Task — Please copy out the records below line for line, with no changes.

Data rows —
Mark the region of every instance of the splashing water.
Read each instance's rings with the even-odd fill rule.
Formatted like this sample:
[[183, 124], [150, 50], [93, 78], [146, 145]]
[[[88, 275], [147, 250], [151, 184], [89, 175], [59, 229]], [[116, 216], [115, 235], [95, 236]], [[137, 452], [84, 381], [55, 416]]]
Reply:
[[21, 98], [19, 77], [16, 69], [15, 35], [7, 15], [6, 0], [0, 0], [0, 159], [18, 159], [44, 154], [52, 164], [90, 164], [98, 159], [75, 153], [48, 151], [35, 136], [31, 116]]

Response to the exercise —
Mark the region of every instance of the splashing water.
Read each instance's rings with the even-odd fill rule.
Formatted like this sample:
[[183, 124], [150, 50], [93, 78], [146, 145]]
[[[88, 275], [147, 250], [151, 184], [89, 175], [59, 229]], [[116, 216], [115, 235], [95, 236]], [[137, 452], [84, 381], [55, 416]]]
Reply:
[[21, 98], [19, 77], [16, 69], [15, 35], [7, 15], [6, 0], [0, 0], [0, 159], [18, 159], [44, 154], [52, 164], [90, 164], [98, 159], [75, 153], [48, 151], [35, 136], [31, 116]]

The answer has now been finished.